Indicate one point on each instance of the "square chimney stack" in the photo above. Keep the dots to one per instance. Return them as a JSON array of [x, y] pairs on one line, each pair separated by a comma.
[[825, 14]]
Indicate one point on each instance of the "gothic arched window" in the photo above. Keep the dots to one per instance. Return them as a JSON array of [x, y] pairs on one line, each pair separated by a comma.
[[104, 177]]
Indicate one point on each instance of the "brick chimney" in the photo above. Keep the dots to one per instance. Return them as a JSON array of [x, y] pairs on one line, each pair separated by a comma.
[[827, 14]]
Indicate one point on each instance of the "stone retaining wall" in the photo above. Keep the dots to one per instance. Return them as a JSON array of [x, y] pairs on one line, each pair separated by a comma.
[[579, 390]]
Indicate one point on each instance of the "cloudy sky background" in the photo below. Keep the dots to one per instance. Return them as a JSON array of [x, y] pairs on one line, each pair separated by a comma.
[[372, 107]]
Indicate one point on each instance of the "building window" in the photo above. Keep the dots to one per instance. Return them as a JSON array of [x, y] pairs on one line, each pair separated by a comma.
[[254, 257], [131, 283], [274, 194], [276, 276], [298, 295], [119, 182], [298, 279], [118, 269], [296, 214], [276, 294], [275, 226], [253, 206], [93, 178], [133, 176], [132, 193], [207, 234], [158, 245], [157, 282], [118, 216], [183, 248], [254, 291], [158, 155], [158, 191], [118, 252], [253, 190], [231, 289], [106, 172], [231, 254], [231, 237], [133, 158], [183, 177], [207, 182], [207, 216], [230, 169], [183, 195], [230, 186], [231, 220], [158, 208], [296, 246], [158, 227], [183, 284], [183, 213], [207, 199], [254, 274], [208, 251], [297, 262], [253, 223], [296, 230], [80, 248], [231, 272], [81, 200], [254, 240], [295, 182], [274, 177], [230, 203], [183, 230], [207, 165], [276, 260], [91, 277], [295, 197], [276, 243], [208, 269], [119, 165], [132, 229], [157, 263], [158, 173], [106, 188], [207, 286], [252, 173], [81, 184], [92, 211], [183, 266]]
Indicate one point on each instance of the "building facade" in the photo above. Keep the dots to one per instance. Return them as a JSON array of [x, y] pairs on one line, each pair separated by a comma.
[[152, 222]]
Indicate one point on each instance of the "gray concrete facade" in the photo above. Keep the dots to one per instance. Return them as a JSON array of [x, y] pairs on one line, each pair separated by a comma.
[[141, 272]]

» Written exercise
Retype every one of the records above word for word, keeping each line as it appears.

» Written answer
Indicate one point on each instance of the "square chimney stack" in the photo above. Keep the dots to one per instance. Return them as a JSON array of [x, y] pairs on one line, each pair separated by a comma.
[[825, 14]]
Indicate one point on each instance of the "gothic arched window" in the photo above. Keep the dots to one per instance. Return them as a JSON array of [x, y] pairs on one line, each pair separated by a comma.
[[104, 177]]
Indicate one point on each instance of the "brick chimney" in the photo above. Keep the dots to one per instance. Return them as a JSON array of [x, y] pairs on one line, each pair separated by a comma.
[[827, 14]]
Indicate one point on each instance of the "stone retaining wall" in the photo above. Keep the dots to one per instance. Return them as a JSON array of [x, y] pairs on one line, each pair separated by a comma.
[[579, 390]]
Indicate one point on each instance of the "cloudy sky background" in the photo below. Keep the dots to one per instance. Return them as a JSON array of [x, y] pairs on one line, each pair separated by a comma.
[[372, 107]]
Indicate one point on each instance of the "building window" in the photo above. Keep the dots to one per instance. Return them as a JSON array of [x, y] pairs on one line, each pair separated by a comma.
[[254, 257], [131, 283], [274, 194], [276, 276], [298, 295], [119, 182], [298, 279], [118, 269], [296, 214], [276, 294], [275, 226], [253, 206], [93, 178], [133, 176], [132, 193], [207, 234], [158, 245], [157, 282], [118, 216], [183, 248], [254, 291], [158, 155], [158, 191], [118, 252], [253, 190], [231, 289], [106, 172], [231, 254], [231, 237], [133, 158], [183, 177], [207, 182], [207, 216], [230, 169], [183, 195], [230, 186], [231, 220], [158, 208], [296, 246], [158, 227], [183, 284], [183, 213], [207, 199], [254, 274], [208, 251], [297, 262], [253, 223], [296, 230], [80, 248], [231, 272], [81, 200], [254, 240], [295, 182], [274, 177], [230, 203], [183, 230], [207, 165], [276, 260], [91, 277], [295, 197], [276, 243], [208, 269], [119, 165], [132, 229], [157, 263], [158, 173], [106, 188], [207, 286], [252, 173], [81, 184], [92, 211], [183, 266]]
Indicate one point on each instance of the "building facade" in the photo above. Keep the dots to one per instance. Return them as a JSON array of [x, y] pairs on one line, each pair separated by a comma.
[[152, 222]]
Indicate one point on each instance of the "gray concrete facade" in the photo above. Keep the dots to one per instance. Return them as a JSON array of [x, y] pairs on one line, each pair separated by a comma.
[[141, 272]]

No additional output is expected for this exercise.